*Pointing and labeling material*
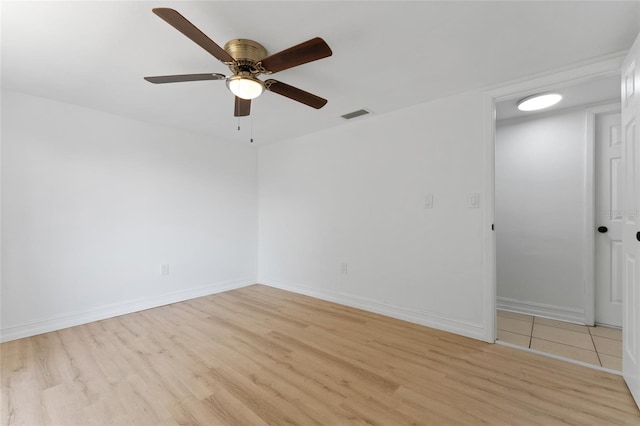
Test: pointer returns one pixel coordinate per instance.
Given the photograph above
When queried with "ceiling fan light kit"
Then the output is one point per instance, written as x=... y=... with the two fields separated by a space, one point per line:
x=245 y=86
x=247 y=59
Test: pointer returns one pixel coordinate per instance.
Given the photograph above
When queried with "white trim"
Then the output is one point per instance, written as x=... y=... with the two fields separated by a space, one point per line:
x=560 y=358
x=546 y=81
x=561 y=313
x=414 y=315
x=590 y=224
x=58 y=322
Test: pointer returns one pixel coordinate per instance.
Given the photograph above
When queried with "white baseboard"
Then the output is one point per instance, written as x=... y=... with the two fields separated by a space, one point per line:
x=58 y=322
x=414 y=315
x=560 y=313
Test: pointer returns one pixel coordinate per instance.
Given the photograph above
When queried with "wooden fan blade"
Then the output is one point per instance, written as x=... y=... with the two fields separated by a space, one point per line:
x=183 y=77
x=310 y=50
x=296 y=94
x=242 y=107
x=181 y=24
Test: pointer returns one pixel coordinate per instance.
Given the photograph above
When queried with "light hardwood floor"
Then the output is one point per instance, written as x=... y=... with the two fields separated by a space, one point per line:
x=259 y=356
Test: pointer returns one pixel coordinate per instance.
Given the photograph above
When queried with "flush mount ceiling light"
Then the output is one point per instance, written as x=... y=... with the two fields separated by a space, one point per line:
x=539 y=101
x=245 y=86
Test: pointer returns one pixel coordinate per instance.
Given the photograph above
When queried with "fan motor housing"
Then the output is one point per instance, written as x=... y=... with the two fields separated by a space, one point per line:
x=242 y=49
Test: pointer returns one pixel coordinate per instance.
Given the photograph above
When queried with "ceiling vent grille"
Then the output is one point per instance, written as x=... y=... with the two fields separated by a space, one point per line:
x=355 y=114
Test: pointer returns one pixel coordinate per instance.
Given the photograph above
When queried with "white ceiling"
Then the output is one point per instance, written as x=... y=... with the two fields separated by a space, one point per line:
x=386 y=55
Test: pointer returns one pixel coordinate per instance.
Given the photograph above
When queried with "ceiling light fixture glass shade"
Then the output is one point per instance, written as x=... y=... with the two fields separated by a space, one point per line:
x=245 y=86
x=539 y=101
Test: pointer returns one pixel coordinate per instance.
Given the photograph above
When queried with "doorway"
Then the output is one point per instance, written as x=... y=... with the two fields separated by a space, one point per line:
x=550 y=168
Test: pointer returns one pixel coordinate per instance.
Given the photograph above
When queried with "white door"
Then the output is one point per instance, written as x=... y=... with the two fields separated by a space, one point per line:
x=608 y=219
x=631 y=220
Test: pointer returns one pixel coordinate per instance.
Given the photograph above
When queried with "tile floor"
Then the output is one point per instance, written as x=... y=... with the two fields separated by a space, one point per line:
x=594 y=345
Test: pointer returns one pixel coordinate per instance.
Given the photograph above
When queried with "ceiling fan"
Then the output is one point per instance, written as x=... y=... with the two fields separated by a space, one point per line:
x=247 y=59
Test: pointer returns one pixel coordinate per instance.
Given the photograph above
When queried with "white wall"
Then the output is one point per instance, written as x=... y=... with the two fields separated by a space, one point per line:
x=355 y=195
x=540 y=214
x=93 y=204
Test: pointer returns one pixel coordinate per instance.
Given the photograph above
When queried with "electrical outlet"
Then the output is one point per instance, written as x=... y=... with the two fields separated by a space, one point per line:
x=344 y=268
x=428 y=201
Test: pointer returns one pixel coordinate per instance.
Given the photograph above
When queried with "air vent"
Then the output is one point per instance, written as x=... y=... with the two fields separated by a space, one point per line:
x=355 y=114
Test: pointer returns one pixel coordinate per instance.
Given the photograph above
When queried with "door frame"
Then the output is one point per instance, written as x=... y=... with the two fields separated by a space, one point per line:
x=542 y=82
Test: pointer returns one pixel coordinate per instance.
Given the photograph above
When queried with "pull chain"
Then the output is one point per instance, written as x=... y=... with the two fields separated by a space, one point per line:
x=251 y=125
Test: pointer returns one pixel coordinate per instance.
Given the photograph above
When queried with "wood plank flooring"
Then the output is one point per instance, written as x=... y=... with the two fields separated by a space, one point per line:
x=261 y=356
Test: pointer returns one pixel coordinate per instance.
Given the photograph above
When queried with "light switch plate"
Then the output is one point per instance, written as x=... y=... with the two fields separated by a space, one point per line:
x=473 y=201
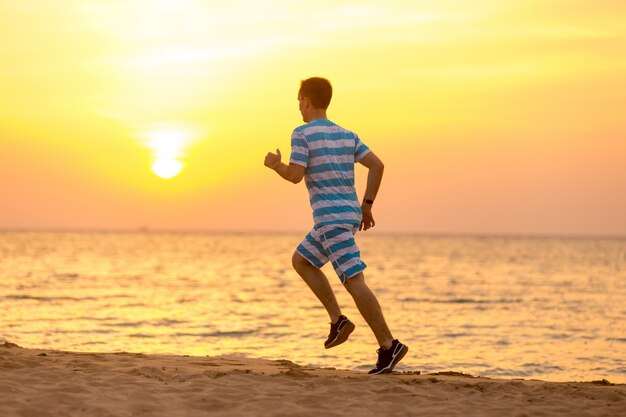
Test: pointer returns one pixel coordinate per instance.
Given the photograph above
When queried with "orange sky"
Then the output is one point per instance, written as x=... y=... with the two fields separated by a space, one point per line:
x=491 y=117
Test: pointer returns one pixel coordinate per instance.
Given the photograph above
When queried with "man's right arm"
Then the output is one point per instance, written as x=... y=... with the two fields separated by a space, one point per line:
x=374 y=178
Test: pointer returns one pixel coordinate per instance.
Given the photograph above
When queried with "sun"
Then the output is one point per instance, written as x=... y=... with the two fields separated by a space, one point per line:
x=167 y=168
x=168 y=144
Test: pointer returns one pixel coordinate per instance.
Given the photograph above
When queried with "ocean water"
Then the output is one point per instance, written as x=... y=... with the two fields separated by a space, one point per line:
x=515 y=307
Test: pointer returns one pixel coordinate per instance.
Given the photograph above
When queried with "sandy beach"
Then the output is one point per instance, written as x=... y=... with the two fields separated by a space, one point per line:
x=41 y=383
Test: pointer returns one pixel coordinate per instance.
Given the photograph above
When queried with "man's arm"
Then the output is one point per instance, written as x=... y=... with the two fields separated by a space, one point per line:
x=292 y=172
x=374 y=178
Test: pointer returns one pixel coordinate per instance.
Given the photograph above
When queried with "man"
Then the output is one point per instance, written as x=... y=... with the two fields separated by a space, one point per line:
x=324 y=154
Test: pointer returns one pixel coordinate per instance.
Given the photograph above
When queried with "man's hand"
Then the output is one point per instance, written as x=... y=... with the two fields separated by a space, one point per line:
x=368 y=220
x=272 y=160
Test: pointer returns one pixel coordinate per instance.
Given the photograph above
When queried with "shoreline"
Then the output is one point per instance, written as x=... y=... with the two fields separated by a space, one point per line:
x=42 y=382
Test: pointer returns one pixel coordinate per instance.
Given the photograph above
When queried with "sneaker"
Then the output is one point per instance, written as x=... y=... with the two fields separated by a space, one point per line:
x=339 y=332
x=388 y=358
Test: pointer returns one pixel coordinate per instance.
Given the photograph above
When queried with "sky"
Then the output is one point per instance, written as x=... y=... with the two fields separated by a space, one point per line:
x=491 y=117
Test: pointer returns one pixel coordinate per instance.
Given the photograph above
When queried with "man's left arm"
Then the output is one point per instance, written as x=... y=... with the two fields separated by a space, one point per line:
x=292 y=172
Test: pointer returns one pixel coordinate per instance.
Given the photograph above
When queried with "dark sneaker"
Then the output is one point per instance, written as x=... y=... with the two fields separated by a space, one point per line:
x=388 y=358
x=339 y=332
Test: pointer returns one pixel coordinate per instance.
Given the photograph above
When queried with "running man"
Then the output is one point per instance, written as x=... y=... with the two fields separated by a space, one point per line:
x=324 y=154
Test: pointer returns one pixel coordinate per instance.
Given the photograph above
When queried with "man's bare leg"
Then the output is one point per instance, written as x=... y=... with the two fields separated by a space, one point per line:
x=368 y=306
x=317 y=281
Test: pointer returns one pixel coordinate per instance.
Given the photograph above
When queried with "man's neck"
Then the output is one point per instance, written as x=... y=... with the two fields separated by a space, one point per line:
x=317 y=114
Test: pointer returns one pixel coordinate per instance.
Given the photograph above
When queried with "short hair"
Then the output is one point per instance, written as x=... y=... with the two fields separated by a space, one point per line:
x=318 y=90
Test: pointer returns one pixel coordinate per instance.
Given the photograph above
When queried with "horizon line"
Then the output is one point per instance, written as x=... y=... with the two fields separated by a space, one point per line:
x=145 y=229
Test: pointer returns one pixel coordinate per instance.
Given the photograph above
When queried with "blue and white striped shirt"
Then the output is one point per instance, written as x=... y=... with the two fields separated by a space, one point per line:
x=329 y=152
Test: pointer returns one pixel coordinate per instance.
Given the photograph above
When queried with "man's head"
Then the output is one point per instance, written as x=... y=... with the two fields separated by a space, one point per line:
x=314 y=97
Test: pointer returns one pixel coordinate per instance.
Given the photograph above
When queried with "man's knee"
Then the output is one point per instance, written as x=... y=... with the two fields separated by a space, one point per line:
x=355 y=283
x=299 y=262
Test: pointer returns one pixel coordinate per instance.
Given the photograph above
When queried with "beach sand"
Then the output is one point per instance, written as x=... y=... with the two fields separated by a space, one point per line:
x=40 y=383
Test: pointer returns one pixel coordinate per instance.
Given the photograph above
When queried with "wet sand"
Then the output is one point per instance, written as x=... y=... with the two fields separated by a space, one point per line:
x=55 y=383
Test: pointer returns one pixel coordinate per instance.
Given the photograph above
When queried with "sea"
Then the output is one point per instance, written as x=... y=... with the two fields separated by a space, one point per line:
x=548 y=308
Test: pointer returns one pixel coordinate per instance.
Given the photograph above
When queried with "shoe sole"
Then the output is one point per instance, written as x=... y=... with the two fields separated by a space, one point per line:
x=403 y=351
x=342 y=336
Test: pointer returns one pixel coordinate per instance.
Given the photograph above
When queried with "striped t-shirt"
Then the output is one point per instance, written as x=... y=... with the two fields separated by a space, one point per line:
x=329 y=152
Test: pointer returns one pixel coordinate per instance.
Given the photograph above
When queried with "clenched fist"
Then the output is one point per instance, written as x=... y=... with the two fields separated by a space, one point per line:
x=272 y=159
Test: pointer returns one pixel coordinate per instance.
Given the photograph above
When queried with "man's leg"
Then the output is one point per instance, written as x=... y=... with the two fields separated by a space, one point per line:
x=317 y=281
x=369 y=308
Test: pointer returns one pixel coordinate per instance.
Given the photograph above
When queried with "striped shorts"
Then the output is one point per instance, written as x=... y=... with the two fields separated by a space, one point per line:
x=333 y=243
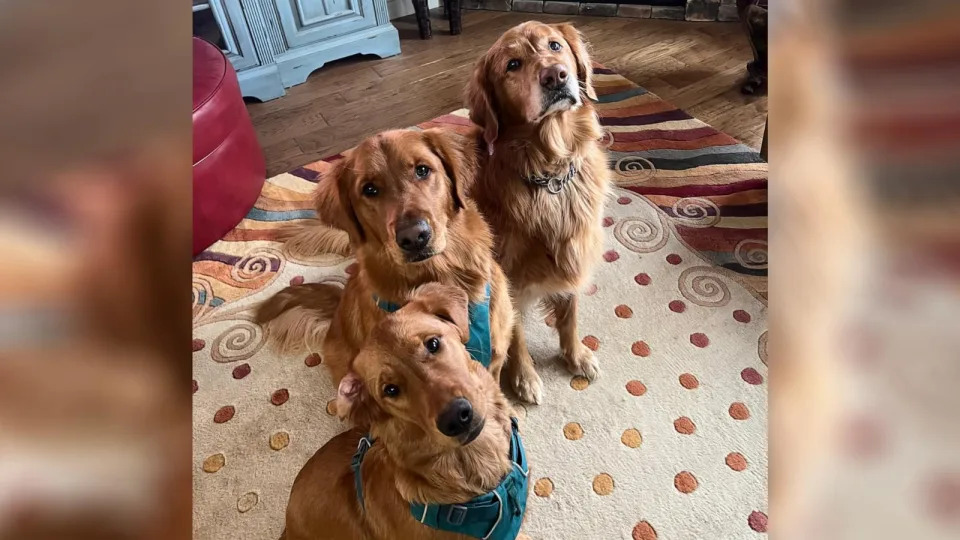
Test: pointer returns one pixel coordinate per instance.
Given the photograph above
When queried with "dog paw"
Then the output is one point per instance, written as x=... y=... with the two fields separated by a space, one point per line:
x=528 y=386
x=582 y=362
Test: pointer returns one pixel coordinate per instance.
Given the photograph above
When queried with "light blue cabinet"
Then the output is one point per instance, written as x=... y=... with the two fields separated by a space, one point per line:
x=275 y=44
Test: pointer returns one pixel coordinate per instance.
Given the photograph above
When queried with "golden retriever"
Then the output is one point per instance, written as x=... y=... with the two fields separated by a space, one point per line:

*The problem*
Please render the material above as a Markdown table with the columns Row and Line, covering only the part that opens at the start of the material and closes with the line containing "x=259 y=356", including both ends. Give each non-blank line a numbered row and leave the pictures out.

*Output for this exercise*
| Row | Line |
|---|---|
| 1 | Test: pointer returns one pixel coordinate per instance. |
| 2 | Given the photograph above |
| 3 | When queried with "ceiling fan light kit" |
| 4 | Then the output is one point per instance, written as x=... y=... with the two fields separated by a space, one point per line: |
| 5 | x=245 y=86 |
| 6 | x=247 y=59 |
| 7 | Test: pointer returns one pixel coordinate per instance. |
| 8 | Given the photograph above |
| 9 | When queried with "white trim" |
| 10 | Then the output is one point per instance, written as x=... y=... with the two fields separated by a space, one point per line: |
| 11 | x=560 y=358 |
| 12 | x=546 y=81 |
| 13 | x=561 y=313 |
| 14 | x=414 y=315 |
| 15 | x=590 y=224 |
| 16 | x=58 y=322 |
| 17 | Test: pointer returns one pixel coordinate per instance. |
| 18 | Given the photograph above |
| 19 | When queried with "white baseboard" |
| 20 | Then the output is one point per instance, written as x=... y=... with the two fields separated by a space, one point per line: |
| 21 | x=58 y=322 |
| 22 | x=414 y=315 |
| 23 | x=560 y=313 |
| 24 | Test: pointer returns one pixel coordinate per instance. |
| 25 | Given the photograph above |
| 26 | When queried with "wooden fan blade" |
| 27 | Then the output is one point per instance, written as x=... y=... with the two fields separated by a space, one point per line: |
| 28 | x=183 y=77 |
| 29 | x=310 y=50 |
| 30 | x=296 y=94 |
| 31 | x=242 y=107 |
| 32 | x=181 y=24 |
| 33 | Test: pointer returns one pixel coordinate per instance. |
| 34 | Given the photograph above |
| 35 | When queried with "light hardwood floor" |
| 36 | Then the output is one point per instance, written as x=... y=... with the two fields separated by a space, one point per line: |
| 37 | x=259 y=356 |